Mobile Phones Bring Efficiency to Agro-Dealers in Rwanda

Claudine Mukeshimana
Businesswoman Claudine Mukeshimana uses a smart phone and a Web app to keep track of stocks, sales and profits.
International Fertilizer Development Center
Phone and Web tools strengthen business management
“Earlier I was afraid to take a loan to expand my shop. Now ... I can manage my business like a professional.”

Claudine Mukeshimana, 31, is a mother of two and a businesswoman in Rwanda’s Eastern province. In 2003, she opened a small general store selling milk, sugar and rice. A few years later, in 2009, she changed the focus of her business and began selling agricultural inputs for crop production, hoping to make better use of her agronomy training. Since then, she hasn’t looked back.

Mukeshimana sells a range of products—seeds, pesticides, fungicides, tools, fertilizers and veterinary medicine—with customers throughout the district. She sells a ton of fertilizer alone per month, worth about $5,200 (3.5 million Rwandan francs).

She was thrilled with the success of her business, but with so much demand, it was difficult to manage and plan without the proper tools.

"Like everyone else, I had many problems in managing my business,” explains Mukeshimana. “I was selling fertilizers without knowing how much profit I was making. I could not manage my stocks. I would order too much or too little.”

In hope of finding solutions, Mukeshimana joined a training program in March 2013 supported by USAID’s Privatization of Rwanda’s Fertilizer Import and Distribution System project. She was introduced to mFarms technology—a smart phone and Web-based program designed to help small-scale entrepreneurs track stocks, sales and profits; share market and price information; and more. Mukeshimana and her fellow agro-dealers were provided with phones, and taught how to use the program to manage their businesses in a way that meets their needs and the needs of their customers.

[Data records]
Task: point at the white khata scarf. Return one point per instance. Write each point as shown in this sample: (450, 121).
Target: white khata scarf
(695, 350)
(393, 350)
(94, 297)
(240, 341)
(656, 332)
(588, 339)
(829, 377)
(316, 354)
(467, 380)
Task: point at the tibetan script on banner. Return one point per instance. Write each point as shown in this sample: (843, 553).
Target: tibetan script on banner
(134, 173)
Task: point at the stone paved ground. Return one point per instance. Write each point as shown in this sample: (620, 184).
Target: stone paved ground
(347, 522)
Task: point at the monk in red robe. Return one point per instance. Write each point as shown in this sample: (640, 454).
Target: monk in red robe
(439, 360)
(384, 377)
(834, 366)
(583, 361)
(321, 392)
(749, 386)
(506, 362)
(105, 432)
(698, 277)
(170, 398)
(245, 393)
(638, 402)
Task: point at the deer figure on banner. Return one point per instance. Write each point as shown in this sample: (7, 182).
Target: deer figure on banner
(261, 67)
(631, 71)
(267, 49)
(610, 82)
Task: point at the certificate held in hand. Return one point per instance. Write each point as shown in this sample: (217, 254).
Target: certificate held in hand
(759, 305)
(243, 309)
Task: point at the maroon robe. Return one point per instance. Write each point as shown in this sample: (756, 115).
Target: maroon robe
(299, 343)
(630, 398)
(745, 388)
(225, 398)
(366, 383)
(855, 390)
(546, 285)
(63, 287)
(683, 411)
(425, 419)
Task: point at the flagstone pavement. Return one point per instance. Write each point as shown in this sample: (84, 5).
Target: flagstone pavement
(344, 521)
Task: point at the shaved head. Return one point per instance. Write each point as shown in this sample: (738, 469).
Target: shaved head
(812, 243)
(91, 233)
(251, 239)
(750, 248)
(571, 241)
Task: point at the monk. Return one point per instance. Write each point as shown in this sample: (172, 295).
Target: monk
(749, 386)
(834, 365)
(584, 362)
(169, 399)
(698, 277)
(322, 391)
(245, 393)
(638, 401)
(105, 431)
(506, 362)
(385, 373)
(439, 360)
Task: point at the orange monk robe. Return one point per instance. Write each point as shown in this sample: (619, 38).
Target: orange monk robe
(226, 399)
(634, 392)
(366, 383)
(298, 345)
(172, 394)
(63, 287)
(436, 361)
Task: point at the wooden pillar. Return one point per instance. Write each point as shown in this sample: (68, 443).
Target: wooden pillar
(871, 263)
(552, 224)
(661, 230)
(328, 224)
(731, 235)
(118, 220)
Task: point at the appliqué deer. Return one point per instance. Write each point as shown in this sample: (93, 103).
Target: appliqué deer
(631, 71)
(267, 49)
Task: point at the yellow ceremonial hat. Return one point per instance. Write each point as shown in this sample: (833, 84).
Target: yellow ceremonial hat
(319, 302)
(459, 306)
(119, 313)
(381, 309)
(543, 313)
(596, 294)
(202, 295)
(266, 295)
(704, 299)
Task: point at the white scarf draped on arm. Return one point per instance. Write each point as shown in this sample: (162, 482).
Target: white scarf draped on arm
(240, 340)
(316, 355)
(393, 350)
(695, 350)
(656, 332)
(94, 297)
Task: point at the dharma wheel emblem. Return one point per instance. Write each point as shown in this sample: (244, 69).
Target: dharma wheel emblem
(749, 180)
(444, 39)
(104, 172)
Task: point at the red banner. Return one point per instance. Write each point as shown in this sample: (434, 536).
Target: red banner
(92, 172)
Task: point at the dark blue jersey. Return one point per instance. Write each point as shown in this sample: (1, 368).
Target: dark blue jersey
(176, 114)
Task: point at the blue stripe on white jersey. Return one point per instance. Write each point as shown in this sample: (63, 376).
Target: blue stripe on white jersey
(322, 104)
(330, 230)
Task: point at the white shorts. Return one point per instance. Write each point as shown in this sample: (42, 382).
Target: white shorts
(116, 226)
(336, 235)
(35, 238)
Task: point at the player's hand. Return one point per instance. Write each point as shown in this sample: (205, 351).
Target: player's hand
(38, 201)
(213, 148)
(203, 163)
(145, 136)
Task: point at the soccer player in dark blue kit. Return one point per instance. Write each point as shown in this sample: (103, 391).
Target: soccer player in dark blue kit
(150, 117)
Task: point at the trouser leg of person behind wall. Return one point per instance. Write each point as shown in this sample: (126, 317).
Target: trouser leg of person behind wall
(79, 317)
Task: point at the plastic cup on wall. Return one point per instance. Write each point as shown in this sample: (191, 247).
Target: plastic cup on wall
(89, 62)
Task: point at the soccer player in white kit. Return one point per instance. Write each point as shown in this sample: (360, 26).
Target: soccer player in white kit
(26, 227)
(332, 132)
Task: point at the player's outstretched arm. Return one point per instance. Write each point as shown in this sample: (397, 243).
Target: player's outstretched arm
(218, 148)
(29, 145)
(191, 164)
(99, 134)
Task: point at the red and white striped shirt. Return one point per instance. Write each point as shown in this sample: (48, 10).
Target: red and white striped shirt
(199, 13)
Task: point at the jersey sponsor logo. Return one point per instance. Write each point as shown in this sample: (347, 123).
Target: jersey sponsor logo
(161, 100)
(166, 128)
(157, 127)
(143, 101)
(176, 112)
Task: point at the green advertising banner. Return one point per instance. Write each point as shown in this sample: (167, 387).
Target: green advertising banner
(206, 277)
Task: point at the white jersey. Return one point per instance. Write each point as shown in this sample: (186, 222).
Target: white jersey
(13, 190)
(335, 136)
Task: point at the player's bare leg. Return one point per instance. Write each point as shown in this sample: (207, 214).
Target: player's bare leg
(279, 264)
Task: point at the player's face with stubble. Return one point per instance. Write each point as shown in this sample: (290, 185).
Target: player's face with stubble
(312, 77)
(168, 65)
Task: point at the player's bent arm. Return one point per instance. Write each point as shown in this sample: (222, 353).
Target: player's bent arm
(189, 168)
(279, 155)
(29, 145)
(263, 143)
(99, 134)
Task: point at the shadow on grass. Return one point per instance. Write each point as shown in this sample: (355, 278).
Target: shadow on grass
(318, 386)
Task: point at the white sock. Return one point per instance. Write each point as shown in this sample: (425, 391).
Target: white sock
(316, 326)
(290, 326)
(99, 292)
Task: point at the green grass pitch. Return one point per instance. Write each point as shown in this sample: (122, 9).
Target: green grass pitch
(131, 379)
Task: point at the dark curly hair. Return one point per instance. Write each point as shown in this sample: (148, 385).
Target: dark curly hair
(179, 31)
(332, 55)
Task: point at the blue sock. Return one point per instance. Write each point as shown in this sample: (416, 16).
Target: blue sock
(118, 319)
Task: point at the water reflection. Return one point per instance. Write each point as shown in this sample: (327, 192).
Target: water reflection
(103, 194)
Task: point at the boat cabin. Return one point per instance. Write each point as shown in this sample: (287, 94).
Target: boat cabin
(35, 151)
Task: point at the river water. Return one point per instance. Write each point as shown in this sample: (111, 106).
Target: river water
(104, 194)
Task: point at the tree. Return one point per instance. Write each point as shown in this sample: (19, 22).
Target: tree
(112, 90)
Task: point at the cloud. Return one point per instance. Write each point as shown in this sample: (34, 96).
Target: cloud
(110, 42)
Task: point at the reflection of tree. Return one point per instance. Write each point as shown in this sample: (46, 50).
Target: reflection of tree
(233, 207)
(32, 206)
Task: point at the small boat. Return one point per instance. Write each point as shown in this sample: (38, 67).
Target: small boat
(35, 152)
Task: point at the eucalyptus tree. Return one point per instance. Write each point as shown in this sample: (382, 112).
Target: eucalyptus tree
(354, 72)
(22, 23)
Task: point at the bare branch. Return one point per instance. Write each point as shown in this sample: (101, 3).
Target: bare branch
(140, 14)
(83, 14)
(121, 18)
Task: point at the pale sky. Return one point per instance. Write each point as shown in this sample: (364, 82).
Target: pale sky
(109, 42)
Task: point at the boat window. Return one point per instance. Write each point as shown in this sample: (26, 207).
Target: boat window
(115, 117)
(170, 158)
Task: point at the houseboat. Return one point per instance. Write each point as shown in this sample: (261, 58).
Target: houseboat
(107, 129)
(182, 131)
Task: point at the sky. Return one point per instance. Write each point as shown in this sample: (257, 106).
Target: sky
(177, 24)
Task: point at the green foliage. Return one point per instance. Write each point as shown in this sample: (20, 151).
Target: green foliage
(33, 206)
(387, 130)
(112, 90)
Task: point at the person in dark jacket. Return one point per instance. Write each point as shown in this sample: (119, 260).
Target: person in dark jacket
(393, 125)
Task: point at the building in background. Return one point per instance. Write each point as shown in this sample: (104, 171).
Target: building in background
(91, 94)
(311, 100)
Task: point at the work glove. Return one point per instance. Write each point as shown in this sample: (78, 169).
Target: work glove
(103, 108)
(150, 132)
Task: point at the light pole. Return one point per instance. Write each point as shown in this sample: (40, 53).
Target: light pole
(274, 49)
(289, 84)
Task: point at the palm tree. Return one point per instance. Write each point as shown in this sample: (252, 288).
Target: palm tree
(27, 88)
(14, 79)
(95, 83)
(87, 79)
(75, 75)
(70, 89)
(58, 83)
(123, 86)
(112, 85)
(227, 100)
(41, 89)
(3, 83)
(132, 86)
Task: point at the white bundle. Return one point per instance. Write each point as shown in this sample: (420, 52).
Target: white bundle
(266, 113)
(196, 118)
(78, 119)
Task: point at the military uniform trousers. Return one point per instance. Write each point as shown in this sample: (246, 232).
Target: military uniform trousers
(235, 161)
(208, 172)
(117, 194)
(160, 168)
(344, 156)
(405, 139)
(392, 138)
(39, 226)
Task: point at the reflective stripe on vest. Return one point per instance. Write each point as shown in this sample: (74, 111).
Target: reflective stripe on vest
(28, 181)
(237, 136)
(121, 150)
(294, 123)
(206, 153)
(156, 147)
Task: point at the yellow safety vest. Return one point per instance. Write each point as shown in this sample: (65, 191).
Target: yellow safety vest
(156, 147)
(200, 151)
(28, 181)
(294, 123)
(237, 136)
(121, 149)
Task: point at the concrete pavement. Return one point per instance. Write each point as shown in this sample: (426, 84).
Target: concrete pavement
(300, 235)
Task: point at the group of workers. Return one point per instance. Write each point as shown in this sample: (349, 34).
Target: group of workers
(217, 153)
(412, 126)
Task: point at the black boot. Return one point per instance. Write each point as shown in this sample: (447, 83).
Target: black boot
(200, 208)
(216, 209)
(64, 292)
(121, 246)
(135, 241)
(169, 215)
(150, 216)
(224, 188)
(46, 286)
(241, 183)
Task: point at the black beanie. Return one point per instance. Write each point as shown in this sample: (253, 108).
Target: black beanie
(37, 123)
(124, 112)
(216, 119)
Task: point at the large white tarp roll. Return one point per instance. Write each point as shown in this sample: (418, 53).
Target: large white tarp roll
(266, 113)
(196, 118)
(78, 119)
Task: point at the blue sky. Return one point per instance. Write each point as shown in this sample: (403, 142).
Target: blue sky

◆ To do:
1. Answer these questions from the Rwanda agro-dealer article:
(a) In what year did Mukeshimana open her small general store?
(b) How much fertilizer does she sell per month?
(c) In what month and year did she join the training program?
2. Pick up the Rwanda agro-dealer article after its final sentence and continue it.
The data records are separate from the Rwanda agro-dealer article and are unrelated to it.

◆ Answers:
1.
(a) 2003
(b) A ton, worth about $5,200 (3.5 million Rwandan francs)
(c) March 2013

2.
“Now I do everything on my smart phone. I record the quantities I buy and keep track of whatever I sell, day by day,” says Mukeshimana. “I check my inventory once a week and enter the stock quantities into my phone. That way, I am sure of ordering the right quantities at the right time. Every day, after the last customer, I check the quantities sold and make sure that the money collected actually corresponds to what I should have in the store.”

Recently, Mukeshimana took out a bank loan for about $1,400 (1 million Rwandan francs) for stock purchases before the early 2014 growing season. She repaid it in less than two months.

“Earlier, I was afraid to take a loan to expand my shop,” she says. “Now I have no more fear because of what I have learned. Using mFarms, I can manage my business like a professional.”

USAID’s Privatization of Rwanda’s Fertilizer Import and Distribution System is a five-year project that began in 2010 to help the Government of Rwanda transition its fertilizer distribution system from a subsidized public system to one managed by the private sector. It does this by providing training and tools to agro-dealers like Claudine, promoting private sector friendly policies, and supporting the sustainable development of the fertilizer value chain.